City Taps Nonprofit Lawyers to Help Tackle Backlog of Rental Assistance Claims
The Legal Aid Society and Legal Services NYC are being authorized to help tenants facing eviction by processing rental assistance applications directly.
Two major attorney groups are being deputized to help the city Department of Social Services address its ballooning backlog of rental assistance applications.
The move follows multiple reports that people eligible for housing vouchers through the city’s Family Homelessness and Eviction Prevention Supplement (CityFHEPS) have faced glitches and delays in receiving benefits — resulting in eviction cases against some tenants.
Previously, tenants had to go to Human Resources Administration-sponsored resource centers, called Homebases, for assistance with applying for CityFHEPS benefits. But applicants often have to wait for months to get an appointment, as THE CITY highlighted last month. Some of HRA’s Homebases don’t even have working phone numbers.
Under the new partnership, lawyers from The Legal Aid Society and Legal Services NYC — two of the groups that provide public defenders to clients in need — will be able to process CityFHEPS applications for their existing clients facing eviction in Housing Court. They are being trained in the process now and aim to start in April, according to lawyers involved.
“This is a good short-term fix to help with the bottleneck of cases across Homebases and HRA offices,” said Eric Lee, director of policy and planning at Homeless Services United, who works with a coalition of Homebase staff, legal providers and social workers. “The long-term fix is providing more funding for HRA and Homebase staff to do this work in the community.”
The pilot program would not include applications for people who are already living in shelter, or annual recertifications for those already receiving benefits. The legal-help nonprofits are already responsible for submitting state-funded cash assistance applications.
Shifting the Weight
The social services department (DSS) said that the partnership is one of many ways it is trying to reduce the administrative obstacles for vulnerable New Yorkers as the end of the end of the pandemic eviction moratorium increased the number of people who qualify for assistance.

▶ ACTIVITY LIST:
a – Quote the rental assistance article from "Two major attorney" to "rental assistance applications.".
b – According to the rental assistance article, what kinds of people make up the coalition that Eric Lee works with? List each one.
The lines that follow come from a different source than the article.

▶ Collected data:

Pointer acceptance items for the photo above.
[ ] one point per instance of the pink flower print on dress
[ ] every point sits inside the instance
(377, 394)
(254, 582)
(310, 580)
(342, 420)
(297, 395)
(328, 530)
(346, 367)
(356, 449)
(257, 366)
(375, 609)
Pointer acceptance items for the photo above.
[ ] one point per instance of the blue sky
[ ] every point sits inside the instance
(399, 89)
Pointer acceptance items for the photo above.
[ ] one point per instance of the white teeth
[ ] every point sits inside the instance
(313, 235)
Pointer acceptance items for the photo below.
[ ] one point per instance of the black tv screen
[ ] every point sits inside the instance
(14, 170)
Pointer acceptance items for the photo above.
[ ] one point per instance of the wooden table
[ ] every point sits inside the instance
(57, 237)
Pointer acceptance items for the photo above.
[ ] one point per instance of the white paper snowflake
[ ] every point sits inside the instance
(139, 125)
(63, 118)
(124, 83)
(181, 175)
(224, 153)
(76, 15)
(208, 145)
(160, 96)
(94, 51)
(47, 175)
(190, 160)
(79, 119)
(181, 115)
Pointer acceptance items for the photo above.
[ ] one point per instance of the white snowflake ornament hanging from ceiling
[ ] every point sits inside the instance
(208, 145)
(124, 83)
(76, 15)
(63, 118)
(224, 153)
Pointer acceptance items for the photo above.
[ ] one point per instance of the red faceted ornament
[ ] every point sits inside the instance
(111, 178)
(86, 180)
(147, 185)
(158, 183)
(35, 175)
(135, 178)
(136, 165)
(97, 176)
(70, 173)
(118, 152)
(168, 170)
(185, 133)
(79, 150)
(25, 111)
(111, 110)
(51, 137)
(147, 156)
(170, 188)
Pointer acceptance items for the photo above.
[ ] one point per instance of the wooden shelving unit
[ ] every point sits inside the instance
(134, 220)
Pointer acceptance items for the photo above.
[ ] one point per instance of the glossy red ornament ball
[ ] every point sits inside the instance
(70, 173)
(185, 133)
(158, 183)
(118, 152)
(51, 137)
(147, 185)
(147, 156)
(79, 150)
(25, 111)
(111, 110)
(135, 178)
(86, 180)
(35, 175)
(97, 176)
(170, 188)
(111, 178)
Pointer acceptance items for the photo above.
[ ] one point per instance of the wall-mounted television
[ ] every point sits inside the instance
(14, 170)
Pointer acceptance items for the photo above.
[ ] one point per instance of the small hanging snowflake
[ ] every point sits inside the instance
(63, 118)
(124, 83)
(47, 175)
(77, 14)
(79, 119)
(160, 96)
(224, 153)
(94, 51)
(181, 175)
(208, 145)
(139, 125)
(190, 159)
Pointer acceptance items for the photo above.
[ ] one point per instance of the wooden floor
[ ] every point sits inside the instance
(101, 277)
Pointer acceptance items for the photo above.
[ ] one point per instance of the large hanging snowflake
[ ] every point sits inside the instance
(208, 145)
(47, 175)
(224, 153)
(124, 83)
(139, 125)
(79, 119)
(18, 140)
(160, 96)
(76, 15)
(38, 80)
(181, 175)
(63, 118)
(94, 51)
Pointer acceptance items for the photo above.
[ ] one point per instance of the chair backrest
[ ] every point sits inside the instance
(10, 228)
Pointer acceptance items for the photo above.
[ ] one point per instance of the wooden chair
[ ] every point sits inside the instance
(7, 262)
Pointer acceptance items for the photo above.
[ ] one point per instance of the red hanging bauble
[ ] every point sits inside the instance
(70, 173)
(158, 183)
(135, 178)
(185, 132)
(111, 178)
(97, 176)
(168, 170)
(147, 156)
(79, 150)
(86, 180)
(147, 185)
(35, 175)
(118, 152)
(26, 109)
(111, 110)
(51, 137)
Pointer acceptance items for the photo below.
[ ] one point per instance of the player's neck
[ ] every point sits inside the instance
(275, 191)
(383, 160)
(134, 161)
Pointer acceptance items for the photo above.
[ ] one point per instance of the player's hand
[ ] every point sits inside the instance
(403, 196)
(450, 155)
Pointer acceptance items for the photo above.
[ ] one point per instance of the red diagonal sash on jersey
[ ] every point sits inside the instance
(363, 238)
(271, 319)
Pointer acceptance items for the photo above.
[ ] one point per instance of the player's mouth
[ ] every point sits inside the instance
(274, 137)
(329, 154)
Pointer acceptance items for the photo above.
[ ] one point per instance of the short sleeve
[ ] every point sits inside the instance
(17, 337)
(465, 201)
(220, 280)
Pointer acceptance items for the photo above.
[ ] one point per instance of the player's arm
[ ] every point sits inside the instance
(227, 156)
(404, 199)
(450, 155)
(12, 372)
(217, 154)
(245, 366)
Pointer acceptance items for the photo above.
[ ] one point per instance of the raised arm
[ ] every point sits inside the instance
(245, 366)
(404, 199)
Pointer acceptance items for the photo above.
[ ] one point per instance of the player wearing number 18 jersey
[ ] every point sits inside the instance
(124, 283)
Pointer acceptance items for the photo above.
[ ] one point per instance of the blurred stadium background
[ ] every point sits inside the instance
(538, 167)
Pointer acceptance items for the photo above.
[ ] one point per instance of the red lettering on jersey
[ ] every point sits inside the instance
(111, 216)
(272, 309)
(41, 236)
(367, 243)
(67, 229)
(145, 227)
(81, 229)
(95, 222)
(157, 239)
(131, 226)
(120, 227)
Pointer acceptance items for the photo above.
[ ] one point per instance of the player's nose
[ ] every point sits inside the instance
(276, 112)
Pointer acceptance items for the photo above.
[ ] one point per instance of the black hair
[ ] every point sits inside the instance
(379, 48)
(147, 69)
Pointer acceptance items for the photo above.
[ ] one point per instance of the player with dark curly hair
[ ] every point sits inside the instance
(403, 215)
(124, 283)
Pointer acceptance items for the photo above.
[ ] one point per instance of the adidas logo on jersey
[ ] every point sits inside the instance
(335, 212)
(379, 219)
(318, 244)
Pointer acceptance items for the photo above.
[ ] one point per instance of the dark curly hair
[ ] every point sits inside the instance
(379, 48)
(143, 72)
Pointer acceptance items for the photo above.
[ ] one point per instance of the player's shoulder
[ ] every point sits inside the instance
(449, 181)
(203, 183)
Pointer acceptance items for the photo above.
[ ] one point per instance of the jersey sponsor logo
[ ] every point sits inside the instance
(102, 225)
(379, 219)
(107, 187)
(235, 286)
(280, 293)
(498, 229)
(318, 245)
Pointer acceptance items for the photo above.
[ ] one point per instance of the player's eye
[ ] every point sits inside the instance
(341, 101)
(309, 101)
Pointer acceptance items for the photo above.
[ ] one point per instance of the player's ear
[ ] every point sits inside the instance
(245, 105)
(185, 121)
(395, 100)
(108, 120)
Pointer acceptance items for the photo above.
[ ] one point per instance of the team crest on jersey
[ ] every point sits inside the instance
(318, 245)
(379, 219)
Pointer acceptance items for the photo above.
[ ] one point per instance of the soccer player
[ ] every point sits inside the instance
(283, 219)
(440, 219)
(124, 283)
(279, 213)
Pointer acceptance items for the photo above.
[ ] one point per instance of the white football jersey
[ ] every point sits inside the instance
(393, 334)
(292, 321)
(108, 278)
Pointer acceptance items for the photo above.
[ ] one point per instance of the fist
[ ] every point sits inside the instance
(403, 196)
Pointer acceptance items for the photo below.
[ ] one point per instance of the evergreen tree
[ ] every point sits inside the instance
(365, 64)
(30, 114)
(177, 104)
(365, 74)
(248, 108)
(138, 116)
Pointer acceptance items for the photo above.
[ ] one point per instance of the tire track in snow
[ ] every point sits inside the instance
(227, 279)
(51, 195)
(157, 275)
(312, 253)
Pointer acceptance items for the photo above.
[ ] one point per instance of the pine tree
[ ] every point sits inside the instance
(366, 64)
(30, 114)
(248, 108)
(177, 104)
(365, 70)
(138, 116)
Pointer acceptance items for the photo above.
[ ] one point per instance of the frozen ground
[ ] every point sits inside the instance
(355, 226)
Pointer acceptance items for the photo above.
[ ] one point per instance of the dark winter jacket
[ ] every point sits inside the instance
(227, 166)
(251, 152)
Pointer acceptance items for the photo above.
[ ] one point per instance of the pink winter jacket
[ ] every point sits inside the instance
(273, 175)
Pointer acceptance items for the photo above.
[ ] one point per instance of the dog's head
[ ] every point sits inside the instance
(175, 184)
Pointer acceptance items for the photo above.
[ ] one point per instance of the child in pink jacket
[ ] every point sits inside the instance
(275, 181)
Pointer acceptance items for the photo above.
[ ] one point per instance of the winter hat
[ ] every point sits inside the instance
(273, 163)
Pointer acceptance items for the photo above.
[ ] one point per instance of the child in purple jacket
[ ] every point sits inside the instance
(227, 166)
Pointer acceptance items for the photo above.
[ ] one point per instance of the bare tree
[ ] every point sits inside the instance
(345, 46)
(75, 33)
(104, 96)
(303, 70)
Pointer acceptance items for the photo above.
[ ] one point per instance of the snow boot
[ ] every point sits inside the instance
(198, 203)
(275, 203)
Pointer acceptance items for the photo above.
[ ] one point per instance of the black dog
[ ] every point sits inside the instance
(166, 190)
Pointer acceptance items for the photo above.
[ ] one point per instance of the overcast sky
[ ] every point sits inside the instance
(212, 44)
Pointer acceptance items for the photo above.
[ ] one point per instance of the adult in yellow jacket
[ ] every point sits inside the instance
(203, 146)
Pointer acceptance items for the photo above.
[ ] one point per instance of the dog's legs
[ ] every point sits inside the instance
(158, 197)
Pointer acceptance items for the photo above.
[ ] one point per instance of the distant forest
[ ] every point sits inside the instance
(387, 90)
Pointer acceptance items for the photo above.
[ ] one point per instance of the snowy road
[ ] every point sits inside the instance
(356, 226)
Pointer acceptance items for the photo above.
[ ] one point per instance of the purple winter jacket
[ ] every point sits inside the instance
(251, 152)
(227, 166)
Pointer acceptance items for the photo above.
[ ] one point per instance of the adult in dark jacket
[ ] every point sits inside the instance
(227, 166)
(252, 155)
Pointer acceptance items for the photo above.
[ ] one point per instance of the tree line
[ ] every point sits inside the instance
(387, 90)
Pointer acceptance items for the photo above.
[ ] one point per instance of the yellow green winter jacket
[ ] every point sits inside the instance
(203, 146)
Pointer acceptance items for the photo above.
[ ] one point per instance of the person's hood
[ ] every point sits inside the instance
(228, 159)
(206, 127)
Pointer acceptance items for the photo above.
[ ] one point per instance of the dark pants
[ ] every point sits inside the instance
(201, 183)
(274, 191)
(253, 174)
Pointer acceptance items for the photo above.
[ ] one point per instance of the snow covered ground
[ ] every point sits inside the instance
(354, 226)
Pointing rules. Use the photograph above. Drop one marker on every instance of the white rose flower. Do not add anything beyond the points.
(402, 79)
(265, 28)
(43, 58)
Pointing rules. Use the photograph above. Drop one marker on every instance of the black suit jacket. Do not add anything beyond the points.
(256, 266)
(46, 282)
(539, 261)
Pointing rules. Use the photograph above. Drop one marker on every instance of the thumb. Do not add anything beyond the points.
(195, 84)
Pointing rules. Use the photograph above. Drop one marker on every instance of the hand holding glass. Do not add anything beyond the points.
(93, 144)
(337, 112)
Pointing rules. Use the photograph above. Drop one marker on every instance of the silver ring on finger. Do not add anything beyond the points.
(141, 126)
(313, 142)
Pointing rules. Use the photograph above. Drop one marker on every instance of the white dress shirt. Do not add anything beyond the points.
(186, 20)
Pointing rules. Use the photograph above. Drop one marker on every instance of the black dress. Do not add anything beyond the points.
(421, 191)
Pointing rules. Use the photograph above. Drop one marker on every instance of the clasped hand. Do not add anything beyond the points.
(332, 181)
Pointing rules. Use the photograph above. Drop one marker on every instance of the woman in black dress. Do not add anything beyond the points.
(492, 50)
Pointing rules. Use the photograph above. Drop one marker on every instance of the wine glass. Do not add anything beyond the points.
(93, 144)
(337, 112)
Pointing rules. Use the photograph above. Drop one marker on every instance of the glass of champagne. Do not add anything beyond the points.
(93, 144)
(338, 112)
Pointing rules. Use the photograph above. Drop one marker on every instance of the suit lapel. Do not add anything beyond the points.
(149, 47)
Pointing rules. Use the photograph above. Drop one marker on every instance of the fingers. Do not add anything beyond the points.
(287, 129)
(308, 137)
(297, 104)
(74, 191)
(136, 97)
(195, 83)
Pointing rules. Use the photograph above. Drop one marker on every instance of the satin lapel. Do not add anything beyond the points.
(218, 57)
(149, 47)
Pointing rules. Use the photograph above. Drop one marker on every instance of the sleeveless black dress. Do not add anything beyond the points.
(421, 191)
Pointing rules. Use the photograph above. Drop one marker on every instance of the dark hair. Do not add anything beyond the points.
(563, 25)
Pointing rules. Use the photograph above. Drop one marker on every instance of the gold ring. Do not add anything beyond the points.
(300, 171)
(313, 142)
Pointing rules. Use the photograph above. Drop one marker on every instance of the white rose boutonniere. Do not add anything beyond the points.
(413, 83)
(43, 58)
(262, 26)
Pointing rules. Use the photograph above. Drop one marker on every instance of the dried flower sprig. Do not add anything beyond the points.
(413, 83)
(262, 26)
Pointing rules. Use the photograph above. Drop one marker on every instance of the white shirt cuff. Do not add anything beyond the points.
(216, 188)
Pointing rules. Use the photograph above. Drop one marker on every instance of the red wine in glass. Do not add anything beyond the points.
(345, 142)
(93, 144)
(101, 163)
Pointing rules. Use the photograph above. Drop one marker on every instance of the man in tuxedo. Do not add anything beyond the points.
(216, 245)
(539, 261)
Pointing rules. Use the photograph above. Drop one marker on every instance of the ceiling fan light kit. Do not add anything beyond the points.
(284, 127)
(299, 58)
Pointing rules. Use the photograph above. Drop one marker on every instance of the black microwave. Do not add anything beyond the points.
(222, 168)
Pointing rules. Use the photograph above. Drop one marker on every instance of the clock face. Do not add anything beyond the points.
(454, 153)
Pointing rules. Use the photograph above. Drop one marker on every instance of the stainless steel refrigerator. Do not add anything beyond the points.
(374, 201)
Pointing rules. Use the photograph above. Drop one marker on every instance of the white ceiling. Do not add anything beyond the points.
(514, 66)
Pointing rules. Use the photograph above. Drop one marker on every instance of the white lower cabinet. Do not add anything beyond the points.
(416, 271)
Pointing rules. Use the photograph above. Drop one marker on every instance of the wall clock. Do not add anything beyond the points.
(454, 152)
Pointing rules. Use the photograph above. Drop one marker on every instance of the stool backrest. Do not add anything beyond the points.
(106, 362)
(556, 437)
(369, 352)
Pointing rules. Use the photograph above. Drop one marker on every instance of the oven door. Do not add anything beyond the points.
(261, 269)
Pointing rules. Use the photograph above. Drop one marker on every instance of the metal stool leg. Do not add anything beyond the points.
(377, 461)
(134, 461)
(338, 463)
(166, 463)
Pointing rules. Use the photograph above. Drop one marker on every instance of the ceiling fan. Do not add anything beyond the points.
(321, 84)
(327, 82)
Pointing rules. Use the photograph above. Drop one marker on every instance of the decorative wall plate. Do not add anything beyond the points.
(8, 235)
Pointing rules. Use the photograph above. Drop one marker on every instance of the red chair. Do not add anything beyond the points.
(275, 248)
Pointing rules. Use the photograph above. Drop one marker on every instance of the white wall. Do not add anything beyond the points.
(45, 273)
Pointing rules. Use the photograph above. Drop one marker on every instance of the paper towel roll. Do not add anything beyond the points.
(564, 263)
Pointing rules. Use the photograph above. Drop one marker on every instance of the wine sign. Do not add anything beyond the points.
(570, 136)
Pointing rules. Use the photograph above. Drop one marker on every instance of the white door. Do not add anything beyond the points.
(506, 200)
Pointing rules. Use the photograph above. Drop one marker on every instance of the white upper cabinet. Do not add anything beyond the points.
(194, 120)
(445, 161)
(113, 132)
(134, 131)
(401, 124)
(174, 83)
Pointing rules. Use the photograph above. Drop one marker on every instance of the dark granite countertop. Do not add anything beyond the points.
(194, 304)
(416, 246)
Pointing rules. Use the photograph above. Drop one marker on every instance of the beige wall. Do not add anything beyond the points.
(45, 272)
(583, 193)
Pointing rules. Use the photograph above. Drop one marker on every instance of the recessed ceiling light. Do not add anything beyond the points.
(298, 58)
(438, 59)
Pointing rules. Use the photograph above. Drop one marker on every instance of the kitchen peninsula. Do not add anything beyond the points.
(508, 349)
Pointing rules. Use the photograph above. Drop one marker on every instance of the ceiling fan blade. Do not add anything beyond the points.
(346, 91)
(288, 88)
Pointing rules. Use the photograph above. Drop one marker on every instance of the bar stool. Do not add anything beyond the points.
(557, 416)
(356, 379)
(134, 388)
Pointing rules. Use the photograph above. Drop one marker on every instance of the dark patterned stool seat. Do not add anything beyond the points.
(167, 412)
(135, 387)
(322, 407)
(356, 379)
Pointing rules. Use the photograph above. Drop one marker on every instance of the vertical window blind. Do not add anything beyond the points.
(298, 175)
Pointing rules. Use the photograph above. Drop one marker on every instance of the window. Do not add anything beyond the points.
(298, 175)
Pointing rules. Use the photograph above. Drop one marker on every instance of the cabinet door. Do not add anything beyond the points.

▶ SOLUTIONS PER TASK:
a –
Two major attorney groups are being deputized to help the city Department of Social Services address its ballooning backlog of rental assistance applications.

b –
Homebase staff
legal providers
social workers